ABOUT THIS EXERCISE —
Transcribe every record exactly.

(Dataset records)
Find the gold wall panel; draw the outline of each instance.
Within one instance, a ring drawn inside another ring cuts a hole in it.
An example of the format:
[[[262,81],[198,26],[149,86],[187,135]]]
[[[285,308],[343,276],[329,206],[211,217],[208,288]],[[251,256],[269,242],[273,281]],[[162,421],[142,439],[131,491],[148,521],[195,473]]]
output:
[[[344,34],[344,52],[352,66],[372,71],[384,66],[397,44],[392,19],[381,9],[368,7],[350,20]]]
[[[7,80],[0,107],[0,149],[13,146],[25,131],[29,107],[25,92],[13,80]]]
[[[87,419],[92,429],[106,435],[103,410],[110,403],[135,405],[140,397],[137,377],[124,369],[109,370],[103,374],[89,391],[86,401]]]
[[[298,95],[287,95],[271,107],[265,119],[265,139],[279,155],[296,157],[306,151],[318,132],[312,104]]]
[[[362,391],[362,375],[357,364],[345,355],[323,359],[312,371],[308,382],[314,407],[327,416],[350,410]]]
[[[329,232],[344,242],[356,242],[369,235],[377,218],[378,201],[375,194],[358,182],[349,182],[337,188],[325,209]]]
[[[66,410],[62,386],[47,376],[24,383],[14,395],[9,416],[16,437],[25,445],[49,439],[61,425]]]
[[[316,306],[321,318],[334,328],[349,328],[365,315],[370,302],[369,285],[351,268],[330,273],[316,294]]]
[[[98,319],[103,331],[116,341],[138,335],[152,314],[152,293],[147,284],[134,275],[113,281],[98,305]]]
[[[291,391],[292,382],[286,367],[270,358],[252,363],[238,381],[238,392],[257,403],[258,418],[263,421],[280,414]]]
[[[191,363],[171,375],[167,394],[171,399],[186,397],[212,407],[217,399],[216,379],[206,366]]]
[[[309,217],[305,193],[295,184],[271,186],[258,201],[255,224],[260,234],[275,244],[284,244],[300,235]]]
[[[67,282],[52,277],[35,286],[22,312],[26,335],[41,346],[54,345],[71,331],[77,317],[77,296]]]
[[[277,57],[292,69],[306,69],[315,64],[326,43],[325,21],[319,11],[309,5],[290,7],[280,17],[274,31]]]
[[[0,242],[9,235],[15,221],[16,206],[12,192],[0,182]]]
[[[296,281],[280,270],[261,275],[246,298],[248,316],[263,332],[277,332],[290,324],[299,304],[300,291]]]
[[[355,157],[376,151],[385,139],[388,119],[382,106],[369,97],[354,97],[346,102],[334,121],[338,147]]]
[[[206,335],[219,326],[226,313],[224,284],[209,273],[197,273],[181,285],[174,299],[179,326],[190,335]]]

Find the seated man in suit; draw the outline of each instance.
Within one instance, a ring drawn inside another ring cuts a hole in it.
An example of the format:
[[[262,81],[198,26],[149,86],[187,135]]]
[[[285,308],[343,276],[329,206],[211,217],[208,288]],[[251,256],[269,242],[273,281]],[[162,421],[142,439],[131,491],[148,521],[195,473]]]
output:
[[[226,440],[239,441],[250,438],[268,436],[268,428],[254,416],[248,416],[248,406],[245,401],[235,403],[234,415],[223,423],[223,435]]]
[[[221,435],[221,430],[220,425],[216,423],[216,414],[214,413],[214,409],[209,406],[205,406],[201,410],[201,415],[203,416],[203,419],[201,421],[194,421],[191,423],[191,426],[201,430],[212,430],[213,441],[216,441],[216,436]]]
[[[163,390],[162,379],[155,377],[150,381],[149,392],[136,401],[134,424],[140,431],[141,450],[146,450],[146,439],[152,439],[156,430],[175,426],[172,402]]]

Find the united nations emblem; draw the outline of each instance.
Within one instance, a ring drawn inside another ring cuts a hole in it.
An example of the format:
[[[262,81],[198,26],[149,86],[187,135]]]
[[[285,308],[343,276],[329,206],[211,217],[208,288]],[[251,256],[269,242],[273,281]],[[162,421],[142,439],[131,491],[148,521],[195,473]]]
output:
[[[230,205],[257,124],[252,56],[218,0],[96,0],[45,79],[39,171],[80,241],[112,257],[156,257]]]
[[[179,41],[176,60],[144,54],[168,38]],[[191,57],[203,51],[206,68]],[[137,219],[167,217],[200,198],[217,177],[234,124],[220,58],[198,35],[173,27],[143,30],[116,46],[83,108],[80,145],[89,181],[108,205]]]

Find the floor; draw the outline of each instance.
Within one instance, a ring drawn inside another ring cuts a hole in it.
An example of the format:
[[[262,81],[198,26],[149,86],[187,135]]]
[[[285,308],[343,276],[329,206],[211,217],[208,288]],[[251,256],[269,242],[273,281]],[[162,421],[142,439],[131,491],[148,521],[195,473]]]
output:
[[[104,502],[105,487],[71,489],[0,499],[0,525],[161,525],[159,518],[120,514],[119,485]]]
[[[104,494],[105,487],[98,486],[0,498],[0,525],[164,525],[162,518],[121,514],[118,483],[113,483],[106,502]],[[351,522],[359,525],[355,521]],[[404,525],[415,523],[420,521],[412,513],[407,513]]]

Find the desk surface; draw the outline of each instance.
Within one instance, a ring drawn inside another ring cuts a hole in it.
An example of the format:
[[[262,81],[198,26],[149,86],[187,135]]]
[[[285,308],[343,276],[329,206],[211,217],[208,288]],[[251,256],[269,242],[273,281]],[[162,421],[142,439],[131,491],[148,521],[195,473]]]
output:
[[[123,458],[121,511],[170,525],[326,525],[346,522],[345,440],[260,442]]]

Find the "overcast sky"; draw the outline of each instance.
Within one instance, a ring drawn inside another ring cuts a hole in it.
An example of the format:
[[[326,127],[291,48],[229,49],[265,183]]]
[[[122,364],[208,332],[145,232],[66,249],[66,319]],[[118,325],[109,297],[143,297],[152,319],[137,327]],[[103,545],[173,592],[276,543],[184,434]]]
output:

YOUR SOLUTION —
Find the gold wall panel; draw the outline of each instance.
Within one instance, a ring drawn inside another ring cuts a hole in it.
An example of the format:
[[[262,81],[198,26],[149,86],[187,135]]]
[[[285,308],[343,276],[329,206],[211,217],[208,288]],[[251,256],[269,242],[273,281]],[[162,421],[142,439],[131,491],[148,521],[195,473]]]
output:
[[[344,34],[344,52],[352,66],[372,71],[384,66],[397,44],[392,19],[381,9],[368,7],[350,20]]]
[[[7,80],[0,107],[0,149],[13,146],[25,131],[29,107],[25,92],[13,80]]]
[[[87,419],[92,429],[106,435],[103,410],[110,403],[135,405],[140,397],[137,377],[124,369],[109,370],[103,374],[89,391],[86,401]]]
[[[298,95],[287,95],[271,107],[265,119],[265,139],[279,155],[296,157],[306,151],[318,132],[312,104]]]
[[[362,391],[362,375],[357,364],[345,355],[323,359],[312,371],[308,382],[314,407],[327,416],[350,410]]]
[[[329,232],[344,242],[356,242],[369,235],[377,218],[378,201],[375,194],[358,182],[349,182],[337,188],[325,209]]]
[[[66,410],[62,386],[47,376],[24,383],[14,395],[9,416],[16,437],[25,445],[49,439],[61,425]]]
[[[316,306],[321,318],[334,328],[349,328],[365,315],[370,302],[369,285],[351,268],[330,273],[316,294]]]
[[[98,319],[103,331],[116,341],[138,335],[152,314],[152,293],[147,284],[134,275],[113,281],[98,305]]]
[[[291,391],[292,382],[286,367],[270,358],[252,363],[238,381],[238,392],[257,403],[258,418],[263,421],[280,414]]]
[[[191,363],[171,375],[167,394],[171,399],[186,397],[212,407],[217,399],[216,379],[206,366]]]
[[[309,217],[305,193],[295,184],[271,186],[258,201],[255,224],[260,234],[275,244],[284,244],[300,235]]]
[[[67,282],[52,277],[35,286],[22,312],[26,335],[41,346],[54,345],[71,331],[77,317],[77,296]]]
[[[277,57],[292,69],[306,69],[315,64],[326,43],[325,21],[319,11],[309,5],[290,7],[280,17],[274,31]]]
[[[0,242],[9,235],[15,221],[16,206],[12,192],[0,182]]]
[[[296,281],[280,270],[261,275],[246,298],[248,316],[263,332],[277,332],[290,324],[299,304],[300,291]]]
[[[355,157],[376,151],[385,139],[388,119],[382,106],[369,97],[354,97],[346,102],[334,121],[338,147]]]
[[[206,335],[219,326],[226,313],[224,284],[209,273],[197,273],[181,285],[174,299],[179,326],[190,335]]]

Find the seated man in suit; draw the outline of each instance.
Within one instance, a ring drawn inside another ring cuts a hole in it.
An example of the format:
[[[262,81],[198,26],[149,86],[187,135]]]
[[[285,308],[343,276],[329,206],[211,217],[208,288]],[[251,256],[269,242],[273,281]],[[162,421],[142,439],[131,491],[148,521],[195,473]]]
output:
[[[226,440],[239,441],[250,438],[268,436],[268,428],[254,416],[248,416],[248,406],[245,401],[235,403],[234,415],[223,423],[223,435]]]
[[[221,435],[221,430],[220,425],[216,423],[216,414],[214,413],[214,409],[209,406],[205,406],[201,410],[201,415],[203,416],[203,419],[201,421],[194,421],[191,423],[191,426],[201,430],[212,430],[213,441],[216,441],[216,436]]]
[[[163,390],[162,379],[155,377],[150,381],[149,392],[136,401],[134,424],[140,431],[141,450],[146,450],[146,439],[152,439],[156,430],[175,426],[172,402]]]

Find the united nations emblem; draw the outline of each instance.
Within one instance, a ring drawn inside another ring cuts a hole in it.
An example of the format:
[[[262,81],[198,26],[149,86],[187,135]]]
[[[285,308],[343,276],[329,206],[211,217],[208,288]],[[251,256],[269,242],[273,281]],[[162,421],[142,439],[131,491],[148,521],[195,473]]]
output:
[[[230,205],[257,124],[252,56],[218,0],[96,0],[45,79],[39,171],[80,241],[112,257],[156,257]]]
[[[179,41],[176,60],[144,54],[168,38]],[[191,57],[203,51],[206,68]],[[137,219],[167,217],[200,198],[217,177],[234,124],[220,58],[198,35],[173,27],[143,30],[116,46],[83,108],[80,145],[89,181],[108,205]]]

Find the floor; draw the outline of each instance.
Within one instance, a ring drawn inside another ring cuts a hole in it.
An example of the format:
[[[262,81],[198,26],[149,86],[187,135]]]
[[[285,308],[343,276],[329,206],[211,217],[208,288]],[[251,256],[269,242],[273,281]],[[162,421],[142,439],[131,491],[148,521],[195,473]]]
output:
[[[104,502],[105,487],[71,489],[0,499],[0,525],[161,525],[159,518],[120,514],[119,485]]]
[[[104,494],[105,487],[98,486],[0,498],[0,525],[164,525],[162,518],[121,514],[118,483],[113,483],[106,502]],[[351,522],[359,525],[355,521]],[[404,525],[415,523],[420,521],[412,513],[407,513]]]

Find the desk surface; draw the outline of each instance.
Within one instance, a ring drawn inside another ring cuts a hole in it.
An example of the format:
[[[262,81],[198,26],[149,86],[187,135]]]
[[[285,308],[343,276],[329,206],[211,217],[208,288]],[[251,256],[269,242],[273,281]],[[162,421],[142,439],[131,491],[148,521],[195,473]]]
output:
[[[123,458],[121,511],[170,525],[326,525],[346,522],[345,440],[260,442]]]

Find the "overcast sky"; draw the outline of each instance.
Within one instance, a ring drawn inside another ring cuts a hole in it.
An example of the format:
[[[326,127],[291,48],[229,49],[265,183]]]
[[[122,364],[208,332],[145,232],[66,249],[66,319]],[[118,325],[109,297],[143,297],[152,319],[137,327]],[[103,545],[173,592],[276,543],[184,434]]]
output:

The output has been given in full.